▸ **Your instructions**:
Produce an exact copy of all the records.

▸ **Extracted information**:
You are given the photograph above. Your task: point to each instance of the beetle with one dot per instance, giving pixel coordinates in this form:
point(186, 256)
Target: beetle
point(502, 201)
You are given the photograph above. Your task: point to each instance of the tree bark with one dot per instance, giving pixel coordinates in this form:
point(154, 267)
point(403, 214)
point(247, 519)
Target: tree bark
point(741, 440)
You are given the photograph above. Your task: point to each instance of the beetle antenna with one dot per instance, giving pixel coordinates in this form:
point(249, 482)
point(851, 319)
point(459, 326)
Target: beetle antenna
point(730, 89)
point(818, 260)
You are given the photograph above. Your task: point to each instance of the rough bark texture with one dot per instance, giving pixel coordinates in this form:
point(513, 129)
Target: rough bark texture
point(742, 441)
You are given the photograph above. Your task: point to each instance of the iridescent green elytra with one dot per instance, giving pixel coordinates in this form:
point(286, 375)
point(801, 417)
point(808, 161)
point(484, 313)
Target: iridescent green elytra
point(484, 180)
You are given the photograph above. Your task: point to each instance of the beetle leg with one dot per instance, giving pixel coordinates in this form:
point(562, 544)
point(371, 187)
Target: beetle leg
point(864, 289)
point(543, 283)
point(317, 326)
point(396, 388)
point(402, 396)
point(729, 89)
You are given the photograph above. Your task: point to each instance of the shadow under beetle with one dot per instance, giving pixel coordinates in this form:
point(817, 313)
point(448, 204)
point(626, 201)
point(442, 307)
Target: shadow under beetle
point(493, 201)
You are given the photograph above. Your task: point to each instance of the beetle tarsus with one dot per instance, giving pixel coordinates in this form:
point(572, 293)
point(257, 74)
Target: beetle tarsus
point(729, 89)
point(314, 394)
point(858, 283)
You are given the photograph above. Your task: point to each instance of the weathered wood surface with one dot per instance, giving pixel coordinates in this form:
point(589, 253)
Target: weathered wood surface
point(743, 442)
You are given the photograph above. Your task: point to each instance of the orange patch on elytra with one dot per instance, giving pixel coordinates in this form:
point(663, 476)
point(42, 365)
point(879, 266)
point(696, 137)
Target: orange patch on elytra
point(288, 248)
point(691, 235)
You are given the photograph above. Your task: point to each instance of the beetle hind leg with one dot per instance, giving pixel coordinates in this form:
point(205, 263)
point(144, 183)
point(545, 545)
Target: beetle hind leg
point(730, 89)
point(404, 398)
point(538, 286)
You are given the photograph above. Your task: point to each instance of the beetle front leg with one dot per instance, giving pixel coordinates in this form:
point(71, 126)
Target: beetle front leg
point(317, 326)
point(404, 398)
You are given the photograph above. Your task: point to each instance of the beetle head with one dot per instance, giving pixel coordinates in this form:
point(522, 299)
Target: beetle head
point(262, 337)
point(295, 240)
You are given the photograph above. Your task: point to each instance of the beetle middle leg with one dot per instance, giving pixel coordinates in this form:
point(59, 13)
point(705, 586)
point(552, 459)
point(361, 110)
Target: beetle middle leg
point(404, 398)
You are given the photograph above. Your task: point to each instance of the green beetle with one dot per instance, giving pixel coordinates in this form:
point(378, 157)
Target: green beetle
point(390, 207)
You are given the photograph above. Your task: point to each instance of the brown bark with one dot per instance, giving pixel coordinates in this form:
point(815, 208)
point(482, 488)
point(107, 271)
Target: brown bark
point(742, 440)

▸ **Solution to this problem**:
You are given the photograph above. Your task: point to each instance of the beetle with one dot per instance, giving pixel coordinates in this form:
point(186, 256)
Target: beetle
point(502, 201)
You are given the photograph above. Your task: point to each instance of the tree bark with one dot per instance, giving pixel coordinates in this form:
point(154, 267)
point(403, 214)
point(247, 519)
Target: tree bark
point(741, 440)
You are given the photograph above. Your task: point to each instance of the beetle antenna with one dot per instance, giving pixel coordinates in this form:
point(249, 482)
point(851, 319)
point(459, 326)
Target: beetle antenna
point(730, 89)
point(818, 260)
You are given the photograph above. Your task: point to each instance of the rough bark texture with one dot per instance, giving pixel coordinates in this form:
point(513, 129)
Target: rough bark texture
point(742, 441)
You are given the photograph above. Your task: point to each instance of the iridescent green elytra with one dot per instance, giving pixel coordinates in this form:
point(286, 375)
point(801, 417)
point(808, 161)
point(484, 313)
Target: iridescent green elytra
point(484, 180)
You are given the photograph above. Your task: point to each instance of the beetle leg with one dot per instance, giving pixel coordinates in this form:
point(562, 544)
point(371, 187)
Target: beetle leg
point(864, 289)
point(543, 283)
point(317, 326)
point(396, 388)
point(402, 396)
point(729, 89)
You are given the photograph above. Your task: point to each instance of the shadow under beetle with one dot per instance, giving pixel coordinates in this form:
point(817, 313)
point(448, 204)
point(626, 201)
point(442, 307)
Target: shadow under beetle
point(493, 201)
You are given the photograph above. Your task: point to each instance of the beetle tarsus with one dot per instance, giving pixel coordinates in this form:
point(572, 293)
point(257, 74)
Target: beetle tarsus
point(729, 89)
point(314, 394)
point(858, 283)
You are given the photograph above. Your task: point to each instance of the weathered wood surface with one dot per instance, giving pixel coordinates in this form:
point(589, 253)
Target: weathered wood surface
point(743, 442)
You are given the photograph above. Your task: point to each instance of the orange patch on elytra with one dot per instance, giving pixel coordinates in this form:
point(663, 476)
point(42, 365)
point(879, 266)
point(696, 137)
Target: orange patch on elytra
point(288, 248)
point(691, 235)
You are given the photograph above. Your task: point to each instance of the beetle hind leg with one dot per instance, giving pixel coordinates in this form:
point(205, 263)
point(144, 183)
point(545, 545)
Target: beetle hind leg
point(730, 89)
point(404, 398)
point(538, 286)
You are given the photograph above. Your task: point to each instance of the beetle front leg with one dot per instance, giving pixel coordinates in this form:
point(71, 126)
Target: beetle front leg
point(317, 326)
point(404, 398)
You are given the photograph above. Your task: point to each instance of the beetle head with one dot per instance, giving pixel coordinates in this form:
point(522, 299)
Target: beetle head
point(262, 337)
point(295, 240)
You are given the photograph above. Your task: point to each instance of the beetle middle leg with one dot per instance, giving pixel coordinates in this form:
point(59, 13)
point(705, 586)
point(552, 459)
point(361, 110)
Target: beetle middle leg
point(404, 398)
You are given the photograph above. Your task: point to each instance of the green beetle with one dot per instance, giving pixel coordinates in this form:
point(378, 157)
Target: green beetle
point(390, 207)
You are given the photograph above. Your task: point to each instance of the brown bark with one dot per instance, giving pixel coordinates in this form:
point(815, 208)
point(482, 488)
point(107, 271)
Target: brown bark
point(742, 440)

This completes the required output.